• Entries provided:
* start *

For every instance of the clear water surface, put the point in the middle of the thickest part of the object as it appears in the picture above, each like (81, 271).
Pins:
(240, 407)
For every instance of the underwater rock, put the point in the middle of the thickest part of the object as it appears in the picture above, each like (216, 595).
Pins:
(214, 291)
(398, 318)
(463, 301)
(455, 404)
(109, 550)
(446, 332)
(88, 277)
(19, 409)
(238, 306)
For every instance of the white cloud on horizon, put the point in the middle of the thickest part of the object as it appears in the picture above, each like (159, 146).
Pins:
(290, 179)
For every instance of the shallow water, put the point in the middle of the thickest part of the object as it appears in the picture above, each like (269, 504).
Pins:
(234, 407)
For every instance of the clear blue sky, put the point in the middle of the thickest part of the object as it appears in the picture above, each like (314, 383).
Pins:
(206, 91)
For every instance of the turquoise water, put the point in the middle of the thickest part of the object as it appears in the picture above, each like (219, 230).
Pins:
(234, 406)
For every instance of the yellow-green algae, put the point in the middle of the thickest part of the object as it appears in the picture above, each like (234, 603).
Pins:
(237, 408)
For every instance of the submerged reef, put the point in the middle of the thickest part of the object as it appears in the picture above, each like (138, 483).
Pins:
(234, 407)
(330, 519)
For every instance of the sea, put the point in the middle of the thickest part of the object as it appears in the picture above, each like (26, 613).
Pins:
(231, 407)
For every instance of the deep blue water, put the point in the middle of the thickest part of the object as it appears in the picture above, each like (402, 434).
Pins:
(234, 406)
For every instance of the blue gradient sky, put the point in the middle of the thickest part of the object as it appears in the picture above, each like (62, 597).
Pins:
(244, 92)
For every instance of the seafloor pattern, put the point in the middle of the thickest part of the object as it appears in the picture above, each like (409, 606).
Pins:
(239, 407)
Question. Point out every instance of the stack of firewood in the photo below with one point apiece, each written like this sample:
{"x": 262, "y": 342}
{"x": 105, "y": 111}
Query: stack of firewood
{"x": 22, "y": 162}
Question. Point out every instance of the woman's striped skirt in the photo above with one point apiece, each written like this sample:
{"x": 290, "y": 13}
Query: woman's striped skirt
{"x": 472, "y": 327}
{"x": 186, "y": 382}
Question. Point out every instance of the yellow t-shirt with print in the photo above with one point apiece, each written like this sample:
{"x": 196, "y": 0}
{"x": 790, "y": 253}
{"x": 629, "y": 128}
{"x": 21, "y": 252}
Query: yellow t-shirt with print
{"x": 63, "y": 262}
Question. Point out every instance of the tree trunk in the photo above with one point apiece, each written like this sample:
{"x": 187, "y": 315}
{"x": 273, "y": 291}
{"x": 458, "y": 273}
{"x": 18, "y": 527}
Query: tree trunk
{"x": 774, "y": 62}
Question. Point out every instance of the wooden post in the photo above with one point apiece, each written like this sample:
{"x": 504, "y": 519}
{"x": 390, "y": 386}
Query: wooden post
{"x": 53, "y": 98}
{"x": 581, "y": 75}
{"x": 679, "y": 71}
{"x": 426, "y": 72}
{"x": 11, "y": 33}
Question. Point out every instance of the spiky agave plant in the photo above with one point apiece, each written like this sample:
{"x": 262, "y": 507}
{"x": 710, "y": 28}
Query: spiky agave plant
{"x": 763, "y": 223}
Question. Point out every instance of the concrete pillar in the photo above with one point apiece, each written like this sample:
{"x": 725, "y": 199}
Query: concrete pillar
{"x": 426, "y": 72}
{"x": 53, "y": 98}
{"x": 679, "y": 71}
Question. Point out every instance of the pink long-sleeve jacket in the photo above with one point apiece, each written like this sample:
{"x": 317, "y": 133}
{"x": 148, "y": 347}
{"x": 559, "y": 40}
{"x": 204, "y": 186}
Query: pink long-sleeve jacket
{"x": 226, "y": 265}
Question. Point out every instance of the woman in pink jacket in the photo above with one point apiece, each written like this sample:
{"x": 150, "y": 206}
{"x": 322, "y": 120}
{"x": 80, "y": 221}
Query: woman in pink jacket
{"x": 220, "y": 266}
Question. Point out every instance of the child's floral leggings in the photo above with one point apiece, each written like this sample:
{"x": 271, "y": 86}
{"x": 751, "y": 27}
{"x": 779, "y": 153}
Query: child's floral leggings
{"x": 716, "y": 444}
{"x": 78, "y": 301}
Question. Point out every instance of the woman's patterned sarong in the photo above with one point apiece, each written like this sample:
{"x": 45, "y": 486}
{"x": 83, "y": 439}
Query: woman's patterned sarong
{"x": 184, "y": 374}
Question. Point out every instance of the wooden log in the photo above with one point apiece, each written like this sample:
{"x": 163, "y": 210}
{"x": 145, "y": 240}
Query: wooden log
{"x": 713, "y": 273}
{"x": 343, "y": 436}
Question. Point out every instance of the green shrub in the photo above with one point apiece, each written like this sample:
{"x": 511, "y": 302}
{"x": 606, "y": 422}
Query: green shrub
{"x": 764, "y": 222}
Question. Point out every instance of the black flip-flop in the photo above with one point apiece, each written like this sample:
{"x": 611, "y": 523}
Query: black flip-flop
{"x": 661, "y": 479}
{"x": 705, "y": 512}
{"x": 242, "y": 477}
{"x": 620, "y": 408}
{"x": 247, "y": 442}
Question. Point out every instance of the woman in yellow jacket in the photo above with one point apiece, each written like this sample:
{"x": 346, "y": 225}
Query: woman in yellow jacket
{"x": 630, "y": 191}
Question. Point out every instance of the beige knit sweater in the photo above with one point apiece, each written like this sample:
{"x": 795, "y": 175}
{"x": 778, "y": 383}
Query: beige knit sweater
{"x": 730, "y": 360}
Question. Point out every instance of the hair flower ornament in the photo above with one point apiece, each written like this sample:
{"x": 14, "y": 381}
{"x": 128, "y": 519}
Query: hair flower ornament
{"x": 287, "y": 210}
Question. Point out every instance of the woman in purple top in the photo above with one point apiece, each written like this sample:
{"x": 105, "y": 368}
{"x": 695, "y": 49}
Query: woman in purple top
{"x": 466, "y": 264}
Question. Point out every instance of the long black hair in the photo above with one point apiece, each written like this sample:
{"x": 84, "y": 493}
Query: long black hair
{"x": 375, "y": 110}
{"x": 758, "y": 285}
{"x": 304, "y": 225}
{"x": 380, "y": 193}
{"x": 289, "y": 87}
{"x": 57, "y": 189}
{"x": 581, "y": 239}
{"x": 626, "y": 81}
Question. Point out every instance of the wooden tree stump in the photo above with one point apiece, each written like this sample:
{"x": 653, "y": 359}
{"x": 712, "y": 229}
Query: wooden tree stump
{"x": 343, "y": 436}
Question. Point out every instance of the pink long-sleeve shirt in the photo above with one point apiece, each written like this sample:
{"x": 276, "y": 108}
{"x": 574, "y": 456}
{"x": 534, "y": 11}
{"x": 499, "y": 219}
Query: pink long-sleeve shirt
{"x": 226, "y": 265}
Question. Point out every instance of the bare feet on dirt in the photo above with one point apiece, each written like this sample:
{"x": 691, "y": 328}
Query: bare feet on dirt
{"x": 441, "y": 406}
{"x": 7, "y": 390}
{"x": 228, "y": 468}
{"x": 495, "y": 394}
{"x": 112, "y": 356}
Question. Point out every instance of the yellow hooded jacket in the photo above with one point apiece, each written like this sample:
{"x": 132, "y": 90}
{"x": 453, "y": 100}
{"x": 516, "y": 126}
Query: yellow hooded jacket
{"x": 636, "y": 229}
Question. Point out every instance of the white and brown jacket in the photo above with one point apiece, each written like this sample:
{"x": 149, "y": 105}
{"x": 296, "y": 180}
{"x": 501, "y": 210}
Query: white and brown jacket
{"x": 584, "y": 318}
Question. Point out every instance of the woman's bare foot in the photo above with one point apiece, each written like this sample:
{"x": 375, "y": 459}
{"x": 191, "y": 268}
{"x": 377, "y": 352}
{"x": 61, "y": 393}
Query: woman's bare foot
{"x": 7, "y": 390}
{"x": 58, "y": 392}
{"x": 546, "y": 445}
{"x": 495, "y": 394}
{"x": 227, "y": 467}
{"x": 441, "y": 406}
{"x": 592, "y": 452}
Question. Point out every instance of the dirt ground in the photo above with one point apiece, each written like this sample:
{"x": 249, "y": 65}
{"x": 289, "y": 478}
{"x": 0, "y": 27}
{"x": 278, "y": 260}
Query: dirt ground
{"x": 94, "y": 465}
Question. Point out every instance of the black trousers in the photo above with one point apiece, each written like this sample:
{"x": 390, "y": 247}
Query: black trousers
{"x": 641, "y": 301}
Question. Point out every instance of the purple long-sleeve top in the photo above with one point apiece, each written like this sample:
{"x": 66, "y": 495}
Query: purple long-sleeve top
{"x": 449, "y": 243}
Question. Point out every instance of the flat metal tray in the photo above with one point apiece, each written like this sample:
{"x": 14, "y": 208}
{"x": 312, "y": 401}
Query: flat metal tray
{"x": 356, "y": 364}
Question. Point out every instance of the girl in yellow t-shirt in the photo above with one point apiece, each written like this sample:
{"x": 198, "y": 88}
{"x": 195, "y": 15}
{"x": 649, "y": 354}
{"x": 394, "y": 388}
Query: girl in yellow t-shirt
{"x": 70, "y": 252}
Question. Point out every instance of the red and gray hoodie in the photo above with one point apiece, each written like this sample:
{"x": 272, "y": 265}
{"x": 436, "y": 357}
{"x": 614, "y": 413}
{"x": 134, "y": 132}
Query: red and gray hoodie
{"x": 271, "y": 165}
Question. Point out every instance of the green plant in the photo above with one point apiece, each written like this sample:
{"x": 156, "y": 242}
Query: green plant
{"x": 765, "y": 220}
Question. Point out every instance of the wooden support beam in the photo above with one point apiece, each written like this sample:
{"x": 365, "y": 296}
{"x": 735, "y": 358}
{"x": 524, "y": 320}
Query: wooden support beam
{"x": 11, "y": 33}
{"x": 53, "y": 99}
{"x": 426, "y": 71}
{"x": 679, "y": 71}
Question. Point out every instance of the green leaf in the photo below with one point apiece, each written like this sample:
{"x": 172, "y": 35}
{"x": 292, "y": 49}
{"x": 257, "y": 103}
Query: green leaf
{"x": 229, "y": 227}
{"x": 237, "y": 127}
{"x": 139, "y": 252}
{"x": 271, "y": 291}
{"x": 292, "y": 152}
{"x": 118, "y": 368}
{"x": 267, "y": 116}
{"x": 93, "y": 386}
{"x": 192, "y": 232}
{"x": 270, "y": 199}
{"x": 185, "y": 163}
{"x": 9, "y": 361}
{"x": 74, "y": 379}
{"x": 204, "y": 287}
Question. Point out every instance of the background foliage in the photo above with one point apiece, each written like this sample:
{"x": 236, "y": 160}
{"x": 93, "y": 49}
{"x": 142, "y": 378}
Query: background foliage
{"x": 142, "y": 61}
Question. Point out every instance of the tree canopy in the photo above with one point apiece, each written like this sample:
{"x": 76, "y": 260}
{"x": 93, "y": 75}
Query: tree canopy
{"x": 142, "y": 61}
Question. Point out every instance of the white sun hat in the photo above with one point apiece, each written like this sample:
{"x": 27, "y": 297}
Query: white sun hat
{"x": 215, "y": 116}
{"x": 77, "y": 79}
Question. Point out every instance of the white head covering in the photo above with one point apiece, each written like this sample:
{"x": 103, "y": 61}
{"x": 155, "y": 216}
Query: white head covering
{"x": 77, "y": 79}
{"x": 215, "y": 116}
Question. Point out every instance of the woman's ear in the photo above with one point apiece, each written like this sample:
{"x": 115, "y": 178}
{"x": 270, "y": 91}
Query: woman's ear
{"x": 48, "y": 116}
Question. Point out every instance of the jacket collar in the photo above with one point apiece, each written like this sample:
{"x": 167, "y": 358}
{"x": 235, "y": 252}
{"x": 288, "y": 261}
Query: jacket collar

* end *

• Work to complete: Exactly reproduce the lines beginning with the one that contains "Question. Point out every instance of the white head" and ending with the last line of the material, both included. Leave out everything else.

• Expected output:
Question. Point out every instance of the white head covering in the photo above with one point apiece, each written like this sample:
{"x": 103, "y": 61}
{"x": 155, "y": 216}
Query: white head covering
{"x": 77, "y": 79}
{"x": 215, "y": 116}
Question. Point out every instance of the woman's ear in the photo above with one point apiece, each written like this sample:
{"x": 115, "y": 178}
{"x": 270, "y": 91}
Query: woman's ear
{"x": 48, "y": 116}
Question. Point out every instance of the jacket collar in the photo above with one point apiece, each written like this sample:
{"x": 167, "y": 358}
{"x": 235, "y": 252}
{"x": 288, "y": 261}
Query: jacket collar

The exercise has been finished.